En el stand de la Ertzaintza se presentó la joya de la corona anual dentro del cuerpo autonómico vasco, la Brigada Bizkor, diseñada a partir del modelo de intervención policial para situaciones de emergencia y terrorismo de la policía británica. La creación de este subcuerpo, dependiente de la Brigada Móvil, fue constituido en los meses posteriores al atentado de las Ramblas de Barcelona, y está equipada con material para la intervención.
Destinada a actuar en cualquier punto del territorio de la CAV, esta unidad ha estado previamente implicada en la utilización de pistolas táser. De hecho, en 2018 las disparó para desalojar a una persona que se encontraba atrincherada en su casa.

# INFORMACIÓN MOSTRADA
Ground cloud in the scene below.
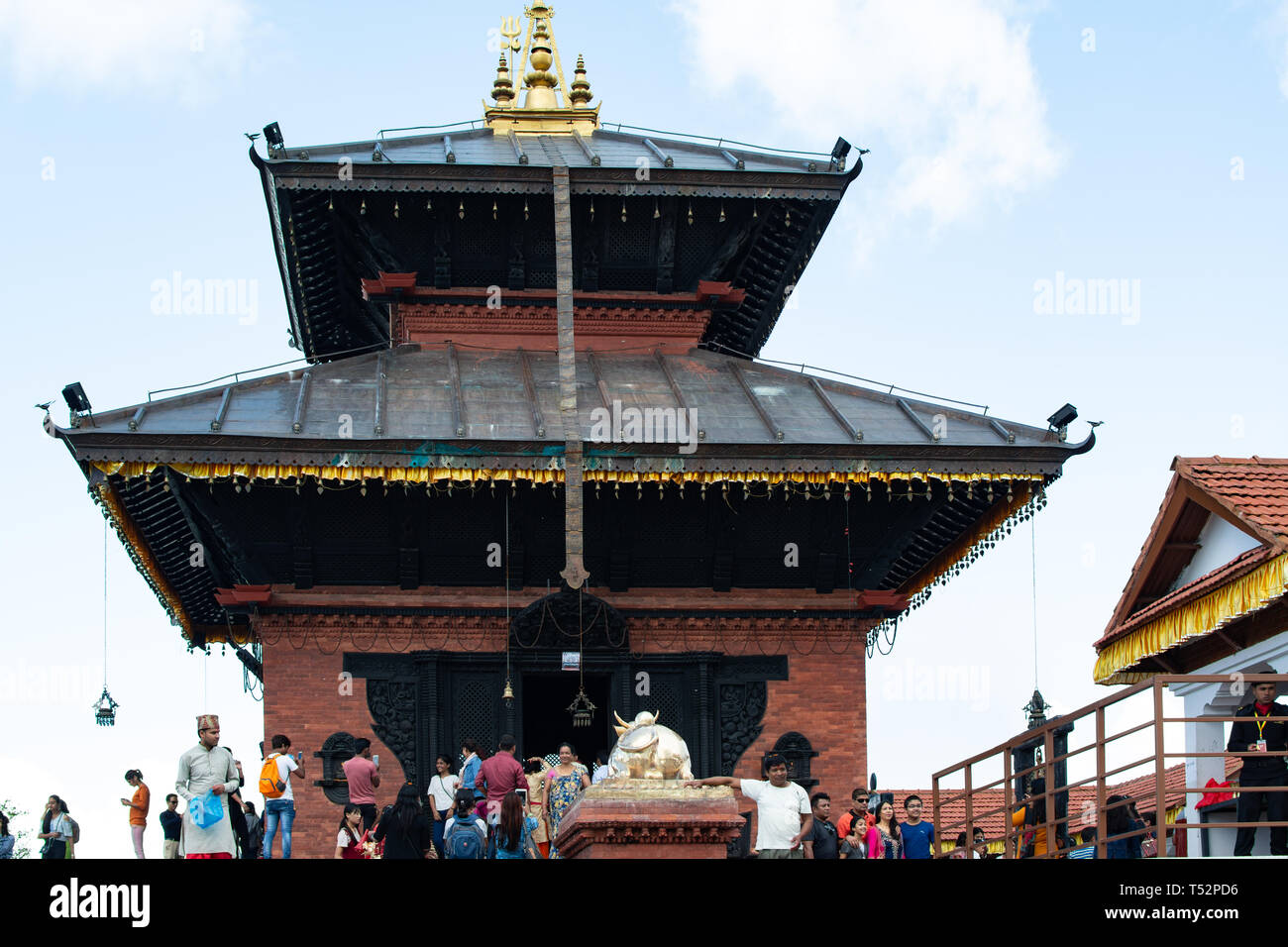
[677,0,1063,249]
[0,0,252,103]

* * *

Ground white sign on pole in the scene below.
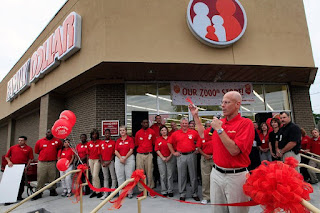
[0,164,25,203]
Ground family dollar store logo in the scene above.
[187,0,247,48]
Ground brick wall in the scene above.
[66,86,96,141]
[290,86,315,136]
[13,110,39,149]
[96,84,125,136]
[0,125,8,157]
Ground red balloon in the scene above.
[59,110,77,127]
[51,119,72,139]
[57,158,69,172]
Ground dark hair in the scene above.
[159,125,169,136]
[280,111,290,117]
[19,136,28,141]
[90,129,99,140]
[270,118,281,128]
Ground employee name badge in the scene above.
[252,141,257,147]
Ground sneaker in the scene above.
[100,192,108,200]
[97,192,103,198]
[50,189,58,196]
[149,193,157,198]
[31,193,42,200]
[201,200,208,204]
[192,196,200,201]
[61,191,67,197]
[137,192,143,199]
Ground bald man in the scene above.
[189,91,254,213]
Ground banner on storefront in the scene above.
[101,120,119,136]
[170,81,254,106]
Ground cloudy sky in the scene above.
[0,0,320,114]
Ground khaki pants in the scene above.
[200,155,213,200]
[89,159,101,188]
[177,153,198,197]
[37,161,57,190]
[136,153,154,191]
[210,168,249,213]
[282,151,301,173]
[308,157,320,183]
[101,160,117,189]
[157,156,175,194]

# TAREA SOLICITADA
Sigue escribiendo el artículo sobre la Brigada Bizkor de la Ertzaintza a partir de su última frase. El material es independiente del artículo.

# RESPUESTA ESPERADA
Pseudoseguridad y control
La persistencia de estos abusos por los llamados cuerpos de seguridad es en sí una paradoja. El 9 de marzo salió de la UCI una mujer gravemente herida en la cabeza por las cargas en Donostia. El mismo día Joseba Díez Antxustegi, cabeza de lista del PNV en Araba, advertía que iba a defender a “nuestra” Ertzaintza, que está siempre “dispuesta” a “garantizar nuestra seguridad cuando salimos a las calles”. Afirmaba que son ellos a los que iban a “valorar y respetar”.
Ejemplo de ello es que el Departamento de Seguridad, controlado por el PNV, destinará 740 millones de euros a la Ertzaintza en 2024 para dotarles de los “recursos necesarios para garantizar la seguridad”. Es un incremento de casi 31 millones respecto al año pasado.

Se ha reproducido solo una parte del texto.